— Exercise requirements —
Count the lines in the rows below that contain the word "uniform", and give only the number.

— Records in a dataset —
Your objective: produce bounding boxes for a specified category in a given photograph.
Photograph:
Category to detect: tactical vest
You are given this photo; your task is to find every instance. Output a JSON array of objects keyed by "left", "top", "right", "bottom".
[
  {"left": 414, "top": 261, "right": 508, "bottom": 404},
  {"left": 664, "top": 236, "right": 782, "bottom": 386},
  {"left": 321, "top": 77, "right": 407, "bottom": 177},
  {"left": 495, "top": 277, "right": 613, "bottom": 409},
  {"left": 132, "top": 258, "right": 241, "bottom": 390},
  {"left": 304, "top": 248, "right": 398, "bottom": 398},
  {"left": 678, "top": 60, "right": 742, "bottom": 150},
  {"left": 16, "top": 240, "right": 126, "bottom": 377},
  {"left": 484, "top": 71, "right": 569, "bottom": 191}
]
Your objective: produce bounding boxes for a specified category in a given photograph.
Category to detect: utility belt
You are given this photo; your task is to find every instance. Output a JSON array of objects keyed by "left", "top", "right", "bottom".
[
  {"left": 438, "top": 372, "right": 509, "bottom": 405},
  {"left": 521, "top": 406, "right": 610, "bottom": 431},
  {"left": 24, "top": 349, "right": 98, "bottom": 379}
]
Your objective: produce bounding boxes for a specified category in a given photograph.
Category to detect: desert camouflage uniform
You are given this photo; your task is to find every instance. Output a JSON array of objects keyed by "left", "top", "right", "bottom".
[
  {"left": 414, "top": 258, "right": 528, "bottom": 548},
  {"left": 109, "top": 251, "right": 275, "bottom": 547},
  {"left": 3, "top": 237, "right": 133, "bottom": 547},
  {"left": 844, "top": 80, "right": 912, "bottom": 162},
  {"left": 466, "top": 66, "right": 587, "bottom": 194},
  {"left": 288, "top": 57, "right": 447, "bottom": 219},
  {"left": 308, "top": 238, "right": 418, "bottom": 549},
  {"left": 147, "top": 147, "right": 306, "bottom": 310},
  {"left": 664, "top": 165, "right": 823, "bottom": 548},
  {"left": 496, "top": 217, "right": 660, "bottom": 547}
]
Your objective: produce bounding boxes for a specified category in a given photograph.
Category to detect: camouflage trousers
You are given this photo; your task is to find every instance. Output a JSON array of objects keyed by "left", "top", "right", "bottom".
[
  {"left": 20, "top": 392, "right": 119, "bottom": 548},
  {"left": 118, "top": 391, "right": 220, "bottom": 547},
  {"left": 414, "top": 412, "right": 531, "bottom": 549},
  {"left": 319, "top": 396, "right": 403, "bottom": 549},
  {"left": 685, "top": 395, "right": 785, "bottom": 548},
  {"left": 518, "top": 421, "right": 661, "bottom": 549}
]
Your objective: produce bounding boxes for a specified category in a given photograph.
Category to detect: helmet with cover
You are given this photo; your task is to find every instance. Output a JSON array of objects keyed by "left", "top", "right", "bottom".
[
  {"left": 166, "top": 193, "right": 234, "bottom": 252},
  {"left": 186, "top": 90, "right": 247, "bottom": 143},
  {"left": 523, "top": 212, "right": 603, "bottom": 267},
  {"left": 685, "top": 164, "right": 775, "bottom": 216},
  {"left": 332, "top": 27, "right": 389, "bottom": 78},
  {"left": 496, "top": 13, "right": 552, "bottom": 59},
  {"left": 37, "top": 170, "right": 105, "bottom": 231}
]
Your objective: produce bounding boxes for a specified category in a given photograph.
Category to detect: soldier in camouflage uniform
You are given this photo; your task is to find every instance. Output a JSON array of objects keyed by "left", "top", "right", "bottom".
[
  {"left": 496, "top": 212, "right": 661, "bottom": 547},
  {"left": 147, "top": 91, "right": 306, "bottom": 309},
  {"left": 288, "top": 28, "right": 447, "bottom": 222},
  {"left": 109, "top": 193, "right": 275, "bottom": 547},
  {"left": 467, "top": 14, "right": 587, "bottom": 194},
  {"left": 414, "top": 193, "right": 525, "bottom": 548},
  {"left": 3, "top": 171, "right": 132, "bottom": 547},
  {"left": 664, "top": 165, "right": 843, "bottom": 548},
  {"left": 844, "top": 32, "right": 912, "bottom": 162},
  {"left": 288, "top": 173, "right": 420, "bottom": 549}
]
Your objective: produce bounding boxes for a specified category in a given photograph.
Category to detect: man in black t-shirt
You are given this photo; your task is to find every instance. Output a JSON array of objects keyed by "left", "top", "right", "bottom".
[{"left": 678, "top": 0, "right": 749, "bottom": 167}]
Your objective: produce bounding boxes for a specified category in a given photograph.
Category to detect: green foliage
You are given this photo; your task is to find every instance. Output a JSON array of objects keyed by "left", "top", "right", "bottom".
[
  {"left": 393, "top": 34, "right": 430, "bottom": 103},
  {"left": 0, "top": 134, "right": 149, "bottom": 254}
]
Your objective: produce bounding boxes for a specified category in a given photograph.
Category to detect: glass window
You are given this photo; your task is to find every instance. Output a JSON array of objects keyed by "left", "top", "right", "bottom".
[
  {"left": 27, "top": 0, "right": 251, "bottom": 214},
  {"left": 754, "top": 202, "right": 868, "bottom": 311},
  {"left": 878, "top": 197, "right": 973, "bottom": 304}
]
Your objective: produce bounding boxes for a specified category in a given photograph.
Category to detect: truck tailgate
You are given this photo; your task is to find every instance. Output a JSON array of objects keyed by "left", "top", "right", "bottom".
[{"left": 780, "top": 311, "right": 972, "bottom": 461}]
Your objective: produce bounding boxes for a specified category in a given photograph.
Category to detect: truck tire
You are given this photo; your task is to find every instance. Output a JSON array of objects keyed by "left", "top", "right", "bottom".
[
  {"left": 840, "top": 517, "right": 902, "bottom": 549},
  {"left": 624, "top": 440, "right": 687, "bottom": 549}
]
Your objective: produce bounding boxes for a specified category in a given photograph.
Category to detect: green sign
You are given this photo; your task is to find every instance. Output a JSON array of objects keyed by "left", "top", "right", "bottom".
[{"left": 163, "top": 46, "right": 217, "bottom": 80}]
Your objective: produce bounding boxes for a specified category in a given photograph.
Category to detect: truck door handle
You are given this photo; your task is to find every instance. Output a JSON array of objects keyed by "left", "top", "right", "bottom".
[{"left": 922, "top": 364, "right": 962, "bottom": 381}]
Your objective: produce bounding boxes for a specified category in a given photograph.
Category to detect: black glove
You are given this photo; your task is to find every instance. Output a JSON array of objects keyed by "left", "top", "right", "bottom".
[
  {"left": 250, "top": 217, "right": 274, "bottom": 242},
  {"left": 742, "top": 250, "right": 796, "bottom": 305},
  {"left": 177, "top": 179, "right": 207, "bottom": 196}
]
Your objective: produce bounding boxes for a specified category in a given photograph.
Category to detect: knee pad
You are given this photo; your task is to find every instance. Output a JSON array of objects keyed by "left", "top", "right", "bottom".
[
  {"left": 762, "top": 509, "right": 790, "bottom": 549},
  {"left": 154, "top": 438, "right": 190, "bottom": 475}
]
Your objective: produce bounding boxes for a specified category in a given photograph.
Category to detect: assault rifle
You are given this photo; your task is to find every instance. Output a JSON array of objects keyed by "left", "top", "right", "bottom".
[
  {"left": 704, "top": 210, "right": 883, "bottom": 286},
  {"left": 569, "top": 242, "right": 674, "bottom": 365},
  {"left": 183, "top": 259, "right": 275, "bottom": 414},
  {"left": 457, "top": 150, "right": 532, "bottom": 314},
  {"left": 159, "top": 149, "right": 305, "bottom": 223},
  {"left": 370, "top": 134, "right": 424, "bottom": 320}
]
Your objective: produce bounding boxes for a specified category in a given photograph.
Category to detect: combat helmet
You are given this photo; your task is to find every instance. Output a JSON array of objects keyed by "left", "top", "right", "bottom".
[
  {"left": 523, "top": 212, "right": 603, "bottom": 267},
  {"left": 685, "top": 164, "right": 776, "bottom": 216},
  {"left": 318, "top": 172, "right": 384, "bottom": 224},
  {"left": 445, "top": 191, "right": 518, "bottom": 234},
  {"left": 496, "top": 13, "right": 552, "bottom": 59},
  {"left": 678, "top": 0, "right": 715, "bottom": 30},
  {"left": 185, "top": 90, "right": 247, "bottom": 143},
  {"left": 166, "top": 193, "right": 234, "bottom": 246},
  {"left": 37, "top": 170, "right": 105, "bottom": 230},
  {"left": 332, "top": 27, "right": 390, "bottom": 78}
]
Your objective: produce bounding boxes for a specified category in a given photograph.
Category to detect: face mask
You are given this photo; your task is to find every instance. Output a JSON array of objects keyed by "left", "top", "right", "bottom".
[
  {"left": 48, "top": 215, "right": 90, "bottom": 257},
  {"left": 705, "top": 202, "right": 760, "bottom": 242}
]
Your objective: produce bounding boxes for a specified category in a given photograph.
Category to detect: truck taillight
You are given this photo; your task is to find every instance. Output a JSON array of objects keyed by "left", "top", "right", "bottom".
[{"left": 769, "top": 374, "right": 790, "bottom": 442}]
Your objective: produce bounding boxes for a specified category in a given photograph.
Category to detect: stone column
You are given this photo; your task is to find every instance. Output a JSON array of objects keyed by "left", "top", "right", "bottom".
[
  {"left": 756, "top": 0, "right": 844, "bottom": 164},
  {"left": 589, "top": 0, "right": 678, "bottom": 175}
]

— Exercise result —
2